=== Given records ===
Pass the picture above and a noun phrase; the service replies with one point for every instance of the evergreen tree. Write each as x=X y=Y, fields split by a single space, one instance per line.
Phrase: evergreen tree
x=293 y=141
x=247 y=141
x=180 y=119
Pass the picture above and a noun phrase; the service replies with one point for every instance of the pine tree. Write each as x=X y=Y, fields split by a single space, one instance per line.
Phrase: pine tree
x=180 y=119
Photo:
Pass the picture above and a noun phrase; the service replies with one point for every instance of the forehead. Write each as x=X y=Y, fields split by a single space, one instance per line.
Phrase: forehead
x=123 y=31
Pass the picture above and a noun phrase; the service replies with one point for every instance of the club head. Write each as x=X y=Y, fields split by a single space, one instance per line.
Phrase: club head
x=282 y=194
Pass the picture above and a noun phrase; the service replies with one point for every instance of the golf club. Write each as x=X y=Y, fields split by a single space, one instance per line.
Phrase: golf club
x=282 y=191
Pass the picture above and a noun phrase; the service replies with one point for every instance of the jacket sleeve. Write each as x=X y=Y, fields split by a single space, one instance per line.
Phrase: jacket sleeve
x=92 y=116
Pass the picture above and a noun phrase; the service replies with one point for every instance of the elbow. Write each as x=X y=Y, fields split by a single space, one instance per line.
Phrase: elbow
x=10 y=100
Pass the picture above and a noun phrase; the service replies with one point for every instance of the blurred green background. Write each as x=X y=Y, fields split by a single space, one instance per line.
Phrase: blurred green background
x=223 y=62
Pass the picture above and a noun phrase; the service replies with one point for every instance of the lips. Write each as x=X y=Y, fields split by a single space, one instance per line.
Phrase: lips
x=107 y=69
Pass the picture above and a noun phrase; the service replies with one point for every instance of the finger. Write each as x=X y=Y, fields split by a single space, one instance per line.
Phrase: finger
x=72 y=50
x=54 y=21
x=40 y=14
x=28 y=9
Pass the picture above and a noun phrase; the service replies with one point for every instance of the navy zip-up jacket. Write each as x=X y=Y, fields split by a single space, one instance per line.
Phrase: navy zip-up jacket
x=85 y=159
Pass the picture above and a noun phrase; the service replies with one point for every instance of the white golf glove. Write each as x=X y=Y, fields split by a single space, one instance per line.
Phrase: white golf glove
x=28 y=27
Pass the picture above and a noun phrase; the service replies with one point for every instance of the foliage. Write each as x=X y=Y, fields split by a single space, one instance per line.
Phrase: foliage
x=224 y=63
===
Repeat the records verbatim, from the line containing "of the lips." through the end of the records.

[Full solution]:
Pass the picture above and a noun phrase; the service replies with one point for every instance of the lips. Write each as x=X y=Y, fields split by a single space, one instance per line.
Phrase: lips
x=107 y=69
Pass the picture above and a noun phrase; the service replies with one point for every instance of the finger. Write each as x=X y=Y, fields split by a single space, one instance per line.
Phrase: finger
x=72 y=50
x=54 y=21
x=40 y=14
x=28 y=9
Pass the picture above and a noun phrase; the service replies with one point for every instance of the navy zip-up jacket. Write each as x=X y=Y, fields split by a single space, one instance per line.
Phrase: navy zip-up jacket
x=85 y=159
Pass the picture above and a noun phrase; the service replies with one point for every instance of the white golf glove. Write each as x=X y=Y, fields split by a single space, one instance per line.
Phrase: white golf glove
x=28 y=27
Pass the picture above and a noun phrase; the service replies with one point for every instance of the foliage. Write each as x=X y=Y, fields split by a single space, one instance per line.
Phrase: foliage
x=224 y=63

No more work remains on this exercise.